● What the task requires
Return the lines of the material unchanged, beginning at the line that contains "row: gray shorts" and ending after the line that contains "156 77 L 151".

● Records for this exercise
--- Start ---

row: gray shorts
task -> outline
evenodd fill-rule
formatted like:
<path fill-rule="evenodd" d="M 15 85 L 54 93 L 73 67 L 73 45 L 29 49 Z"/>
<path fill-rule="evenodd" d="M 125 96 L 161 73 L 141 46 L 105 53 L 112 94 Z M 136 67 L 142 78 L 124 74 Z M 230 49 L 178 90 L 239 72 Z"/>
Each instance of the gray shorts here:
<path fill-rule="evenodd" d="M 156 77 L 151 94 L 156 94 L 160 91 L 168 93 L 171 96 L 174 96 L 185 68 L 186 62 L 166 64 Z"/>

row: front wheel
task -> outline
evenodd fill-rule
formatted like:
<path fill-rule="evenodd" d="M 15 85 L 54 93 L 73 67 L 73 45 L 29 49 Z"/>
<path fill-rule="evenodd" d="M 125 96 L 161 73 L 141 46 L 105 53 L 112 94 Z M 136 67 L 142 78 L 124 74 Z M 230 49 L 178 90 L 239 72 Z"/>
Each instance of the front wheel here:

--- End ---
--- Start ---

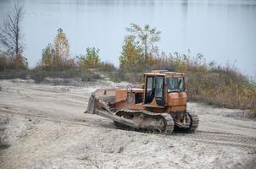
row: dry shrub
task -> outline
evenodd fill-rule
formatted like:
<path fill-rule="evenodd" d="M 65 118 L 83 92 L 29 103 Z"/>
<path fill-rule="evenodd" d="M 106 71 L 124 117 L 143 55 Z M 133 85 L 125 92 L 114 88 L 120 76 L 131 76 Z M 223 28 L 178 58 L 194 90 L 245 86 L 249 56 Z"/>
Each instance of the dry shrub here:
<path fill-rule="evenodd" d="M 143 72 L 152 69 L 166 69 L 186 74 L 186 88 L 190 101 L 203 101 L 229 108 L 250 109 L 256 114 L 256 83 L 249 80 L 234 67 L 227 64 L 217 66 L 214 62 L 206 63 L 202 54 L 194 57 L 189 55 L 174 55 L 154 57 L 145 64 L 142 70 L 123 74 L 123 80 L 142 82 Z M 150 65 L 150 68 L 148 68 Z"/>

--- End ---

● Answer to this problem
row: gray shorts
task -> outline
evenodd fill-rule
formatted like:
<path fill-rule="evenodd" d="M 15 85 L 54 93 L 73 67 L 73 45 L 29 49 Z"/>
<path fill-rule="evenodd" d="M 125 96 L 161 73 L 141 46 L 105 53 L 112 94 Z M 136 67 L 142 78 L 124 74 Z M 230 49 L 178 90 L 239 72 Z"/>
Each instance of the gray shorts here:
<path fill-rule="evenodd" d="M 156 77 L 151 94 L 156 94 L 160 91 L 168 93 L 171 96 L 174 96 L 185 68 L 186 62 L 166 64 Z"/>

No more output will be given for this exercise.